_EXCERPT TO READ_.
══════

Applying the PTQ Algorithm

Introduction to the PTQ Algorithm

Original Purpose

In order to realize the combined quantization algorithm, as well as subsequent support for complex quantization algorithms such as mixed-precision quantization and automatic optimization search, MindSpore introduces a post-training quantization algorithm called PTQ. This algorithm relies on MindSpore's front-end parallelism to realize more complex algorithm implementation logic.

The algorithm is able to provide the capability of both RoundToNearest and SmoothQuant quantization algorithms, and subsequent new post-training quantization algorithms will evolve on this algorithm, so we named the algorithm PTQ.

Design Ideas

architecture diagram

Layered implementation of quantization algorithms, mainly divided into config, quantization algorithm, algorithm module, quantized Cell, quantization tool function.

  • config is mainly used for user configuration algorithms, and implements yaml serialization deserialization capabilities.

  • The quantization algorithm is the main entrance of the algorithm, the PTQ algorithm is also inherited from the Golden Stick algorithm base class CompAlgo, which implements the apply and convert interfaces to realize the quantization checkpoint and the quantization deployment network export functions respectively.

  • Algorithm modules are some modularized functional blocks. For example, the Smooth module for the Linear layer and the Quantization module for the Linear and KVCache layers are built into this PTQ algorithm. By assembling these modules, various algorithms can be implemented, such as the SmoothQuant algorithm. This ensures that the PTQ algorithm is highly scalable and flexible.

══════

_DATASET EXCERPT_.
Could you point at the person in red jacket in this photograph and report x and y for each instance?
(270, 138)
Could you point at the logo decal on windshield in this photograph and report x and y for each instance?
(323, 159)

══════

_CHALLENGE 1_.
From the PTQ algorithm page, list the layers of the quantization design that are each given their own bulleted description.
_CHALLENGE 2_.
Reproduce the portion of the PTQ algorithm page running from "The algorithm is" up to and including "export functions respectively.".

_ANSWER 1_.
config, the quantization algorithm, algorithm modules

_ANSWER 2_.
The algorithm is able to provide the capability of both RoundToNearest and SmoothQuant quantization algorithms, and subsequent new post-training quantization algorithms will evolve on this algorithm, so we named the algorithm PTQ.

Design Ideas

architecture diagram

Layered implementation of quantization algorithms, mainly divided into config, quantization algorithm, algorithm module, quantized Cell, quantization tool function.

  • config is mainly used for user configuration algorithms, and implements yaml serialization deserialization capabilities.

  • The quantization algorithm is the main entrance of the algorithm, the PTQ algorithm is also inherited from the Golden Stick algorithm base class CompAlgo, which implements the apply and convert interfaces to realize the quantization checkpoint and the quantization deployment network export functions respectively.